(What you have to do) Update the items below from the line with "Where can the airplane" through the end, changing "white cloud" to "cumulus cloud" and keeping everything else the same. Return only those lines.

(Extracted material)
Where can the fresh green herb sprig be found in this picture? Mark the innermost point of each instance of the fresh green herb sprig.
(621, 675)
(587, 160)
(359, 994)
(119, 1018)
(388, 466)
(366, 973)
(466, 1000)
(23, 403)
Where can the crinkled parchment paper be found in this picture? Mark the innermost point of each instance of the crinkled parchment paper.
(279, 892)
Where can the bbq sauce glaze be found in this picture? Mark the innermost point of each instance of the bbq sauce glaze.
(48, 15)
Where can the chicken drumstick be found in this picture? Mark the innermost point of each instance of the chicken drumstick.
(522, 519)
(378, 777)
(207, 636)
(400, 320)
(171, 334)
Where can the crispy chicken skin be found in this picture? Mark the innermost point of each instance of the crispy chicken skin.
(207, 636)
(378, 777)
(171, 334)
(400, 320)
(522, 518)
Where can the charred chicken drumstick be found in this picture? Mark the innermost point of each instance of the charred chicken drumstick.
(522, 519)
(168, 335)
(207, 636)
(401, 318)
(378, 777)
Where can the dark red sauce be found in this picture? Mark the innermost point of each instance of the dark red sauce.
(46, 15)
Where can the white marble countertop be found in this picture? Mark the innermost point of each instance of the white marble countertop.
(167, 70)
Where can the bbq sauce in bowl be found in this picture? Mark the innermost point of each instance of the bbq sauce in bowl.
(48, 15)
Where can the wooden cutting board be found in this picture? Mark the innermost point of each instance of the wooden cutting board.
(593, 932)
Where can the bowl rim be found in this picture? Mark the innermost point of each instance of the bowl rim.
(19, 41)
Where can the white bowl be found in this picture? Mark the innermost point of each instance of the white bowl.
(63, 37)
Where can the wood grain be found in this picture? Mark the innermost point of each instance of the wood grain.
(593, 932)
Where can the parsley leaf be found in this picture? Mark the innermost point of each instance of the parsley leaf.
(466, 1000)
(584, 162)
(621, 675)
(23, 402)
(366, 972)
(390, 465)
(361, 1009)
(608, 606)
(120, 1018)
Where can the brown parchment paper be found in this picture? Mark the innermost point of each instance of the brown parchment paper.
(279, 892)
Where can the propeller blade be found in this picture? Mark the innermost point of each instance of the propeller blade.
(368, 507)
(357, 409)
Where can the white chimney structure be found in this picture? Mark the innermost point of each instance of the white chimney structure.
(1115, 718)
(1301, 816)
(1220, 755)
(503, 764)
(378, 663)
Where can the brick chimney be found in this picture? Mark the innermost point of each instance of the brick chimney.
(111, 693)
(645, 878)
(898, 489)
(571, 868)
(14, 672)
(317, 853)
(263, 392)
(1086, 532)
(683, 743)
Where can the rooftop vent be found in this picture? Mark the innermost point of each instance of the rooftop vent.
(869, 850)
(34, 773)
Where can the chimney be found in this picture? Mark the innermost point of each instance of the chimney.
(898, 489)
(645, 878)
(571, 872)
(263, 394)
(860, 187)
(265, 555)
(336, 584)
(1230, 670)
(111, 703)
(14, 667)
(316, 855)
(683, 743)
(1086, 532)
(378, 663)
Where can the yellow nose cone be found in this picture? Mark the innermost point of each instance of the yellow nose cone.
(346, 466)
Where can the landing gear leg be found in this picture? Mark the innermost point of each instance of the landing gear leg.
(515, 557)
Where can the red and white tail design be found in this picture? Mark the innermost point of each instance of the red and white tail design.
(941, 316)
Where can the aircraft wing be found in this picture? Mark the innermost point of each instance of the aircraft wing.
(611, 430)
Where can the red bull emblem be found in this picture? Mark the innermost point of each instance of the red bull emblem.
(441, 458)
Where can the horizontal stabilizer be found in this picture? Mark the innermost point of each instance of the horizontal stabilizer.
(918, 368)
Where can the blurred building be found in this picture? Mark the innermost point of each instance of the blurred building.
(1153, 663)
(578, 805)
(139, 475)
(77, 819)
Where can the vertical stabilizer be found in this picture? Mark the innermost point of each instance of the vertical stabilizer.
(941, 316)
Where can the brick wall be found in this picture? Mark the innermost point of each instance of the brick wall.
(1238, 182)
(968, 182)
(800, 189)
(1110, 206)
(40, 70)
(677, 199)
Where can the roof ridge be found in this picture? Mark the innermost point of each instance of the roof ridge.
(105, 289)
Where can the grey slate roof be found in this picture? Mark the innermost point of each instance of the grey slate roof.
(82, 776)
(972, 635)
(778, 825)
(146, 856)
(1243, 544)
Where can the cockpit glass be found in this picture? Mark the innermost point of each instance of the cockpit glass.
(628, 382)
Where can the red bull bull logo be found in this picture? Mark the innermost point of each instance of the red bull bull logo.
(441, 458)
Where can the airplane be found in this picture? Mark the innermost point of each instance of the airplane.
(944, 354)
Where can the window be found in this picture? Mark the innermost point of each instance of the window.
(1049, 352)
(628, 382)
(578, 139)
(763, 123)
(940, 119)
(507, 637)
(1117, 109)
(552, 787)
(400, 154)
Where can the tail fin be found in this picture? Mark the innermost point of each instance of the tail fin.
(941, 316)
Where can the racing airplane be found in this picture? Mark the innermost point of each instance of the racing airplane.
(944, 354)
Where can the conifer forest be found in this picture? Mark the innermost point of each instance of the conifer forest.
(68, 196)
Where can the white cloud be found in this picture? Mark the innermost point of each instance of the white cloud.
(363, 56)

(Complete output)
Where can the airplane be found in this picture? Mark the innermost point of each instance of the airplane.
(944, 354)
Where can the window be found in this picture? Mark the innermost point of each instance of the window.
(1049, 352)
(628, 382)
(578, 139)
(763, 123)
(940, 119)
(507, 637)
(1117, 109)
(552, 787)
(400, 154)
Where can the tail fin be found in this picture? Mark the innermost point of each instance of the tail fin.
(941, 316)
Where can the racing airplane be found in this picture? Mark the innermost point of each instance of the racing airplane.
(944, 354)
Where can the conifer forest be found in this picture? Mark the innermost point of each instance of the conifer forest.
(68, 196)
Where can the cumulus cloud be found in this picture? Mark the innermost point of each instance of the cumulus cloud.
(363, 56)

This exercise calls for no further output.